Excerpts of location labeling data:
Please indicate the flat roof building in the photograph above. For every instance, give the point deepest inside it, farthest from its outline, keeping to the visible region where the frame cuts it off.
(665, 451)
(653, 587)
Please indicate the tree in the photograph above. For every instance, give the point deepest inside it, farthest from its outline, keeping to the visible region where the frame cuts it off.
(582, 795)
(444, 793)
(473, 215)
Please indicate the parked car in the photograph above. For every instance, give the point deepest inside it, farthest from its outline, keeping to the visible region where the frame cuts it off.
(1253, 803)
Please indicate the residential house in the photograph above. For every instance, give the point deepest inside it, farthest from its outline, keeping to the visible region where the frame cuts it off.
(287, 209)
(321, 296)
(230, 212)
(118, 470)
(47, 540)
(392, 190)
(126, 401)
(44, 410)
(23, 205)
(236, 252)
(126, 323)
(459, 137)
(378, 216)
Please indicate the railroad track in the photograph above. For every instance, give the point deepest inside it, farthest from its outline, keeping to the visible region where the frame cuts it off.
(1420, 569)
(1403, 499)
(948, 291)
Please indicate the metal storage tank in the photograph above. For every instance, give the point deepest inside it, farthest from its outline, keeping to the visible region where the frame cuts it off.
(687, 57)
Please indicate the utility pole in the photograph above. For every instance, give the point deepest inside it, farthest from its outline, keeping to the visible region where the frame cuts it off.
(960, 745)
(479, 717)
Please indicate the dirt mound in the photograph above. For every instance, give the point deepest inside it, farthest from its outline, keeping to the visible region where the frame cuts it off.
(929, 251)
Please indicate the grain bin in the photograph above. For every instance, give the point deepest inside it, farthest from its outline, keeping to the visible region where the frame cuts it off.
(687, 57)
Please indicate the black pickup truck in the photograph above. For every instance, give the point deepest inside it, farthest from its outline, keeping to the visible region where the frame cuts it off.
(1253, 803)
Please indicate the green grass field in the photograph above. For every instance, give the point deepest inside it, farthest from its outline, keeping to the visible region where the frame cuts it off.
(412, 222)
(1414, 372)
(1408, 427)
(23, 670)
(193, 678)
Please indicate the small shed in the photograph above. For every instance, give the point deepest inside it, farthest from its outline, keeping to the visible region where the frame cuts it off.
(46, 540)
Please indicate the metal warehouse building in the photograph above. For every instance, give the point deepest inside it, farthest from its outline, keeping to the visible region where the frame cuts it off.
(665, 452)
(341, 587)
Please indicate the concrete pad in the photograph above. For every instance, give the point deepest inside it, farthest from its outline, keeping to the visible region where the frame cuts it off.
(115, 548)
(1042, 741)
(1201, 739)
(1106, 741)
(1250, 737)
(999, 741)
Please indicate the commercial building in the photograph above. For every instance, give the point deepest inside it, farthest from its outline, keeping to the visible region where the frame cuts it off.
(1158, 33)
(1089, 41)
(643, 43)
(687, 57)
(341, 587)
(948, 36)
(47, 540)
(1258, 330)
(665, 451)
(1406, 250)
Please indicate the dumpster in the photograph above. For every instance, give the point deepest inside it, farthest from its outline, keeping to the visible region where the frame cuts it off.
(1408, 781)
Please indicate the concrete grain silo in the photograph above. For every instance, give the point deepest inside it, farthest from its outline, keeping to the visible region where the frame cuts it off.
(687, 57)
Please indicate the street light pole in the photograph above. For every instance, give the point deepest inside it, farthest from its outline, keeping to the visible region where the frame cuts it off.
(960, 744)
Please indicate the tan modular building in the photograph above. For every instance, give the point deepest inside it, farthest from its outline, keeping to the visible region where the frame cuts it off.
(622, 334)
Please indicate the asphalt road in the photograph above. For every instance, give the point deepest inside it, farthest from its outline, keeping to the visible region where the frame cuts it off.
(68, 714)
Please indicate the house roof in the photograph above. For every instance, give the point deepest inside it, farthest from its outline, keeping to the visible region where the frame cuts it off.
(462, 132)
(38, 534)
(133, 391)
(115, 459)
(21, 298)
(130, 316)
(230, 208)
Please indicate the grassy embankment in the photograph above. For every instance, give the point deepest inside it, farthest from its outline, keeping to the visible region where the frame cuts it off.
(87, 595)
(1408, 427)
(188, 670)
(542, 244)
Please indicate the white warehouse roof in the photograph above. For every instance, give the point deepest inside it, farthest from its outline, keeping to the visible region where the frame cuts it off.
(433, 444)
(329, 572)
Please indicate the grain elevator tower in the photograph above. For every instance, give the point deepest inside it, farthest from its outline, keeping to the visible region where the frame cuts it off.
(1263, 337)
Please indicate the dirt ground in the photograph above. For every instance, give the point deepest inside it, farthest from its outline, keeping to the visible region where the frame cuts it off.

YOUR TASK: Copy out every line from the one with "Please indicate the asphalt" through the end of the records, requests included. Scale each coordinate in the answers by 0.75 and round to the nearest whole number, rounding halves up.

ANSWER TO THE TASK:
Please indicate the asphalt road in the photograph above. For every instance, give the point deepest inside it, farthest from its outline, keeping to the visible region where the frame cuts it off.
(51, 536)
Please indicate the house roof in the photograph above. For every instance, give the point deepest inside it, farthest from its outline, keeping to the visible region where the frame cuts it off.
(347, 99)
(29, 401)
(100, 293)
(86, 344)
(16, 224)
(98, 237)
(173, 156)
Please indicate the grassy embankment in the photograph above. For every instance, give the point deepest inside it, farthest from its outline, keeping to the visible region where the frame cuts it off.
(65, 446)
(1056, 320)
(141, 503)
(407, 183)
Please indicate the white warehouse roof in the photograph above. For every instance, give the point deepest inside it, farthest from its outline, keeping to the visible region where the frame cuts it off.
(325, 333)
(247, 429)
Please indicate the grain elevator tower in the photograph above. For every instance, give the point deepest inside it, farthest from its outline, keeping to the visible region where the frame cuts it off.
(947, 253)
Please indicate the dirt ground in the photograph above. For every instance, give the point deepest inside it, farthest from its outline, keeping to the visible region where the frame cuts it off.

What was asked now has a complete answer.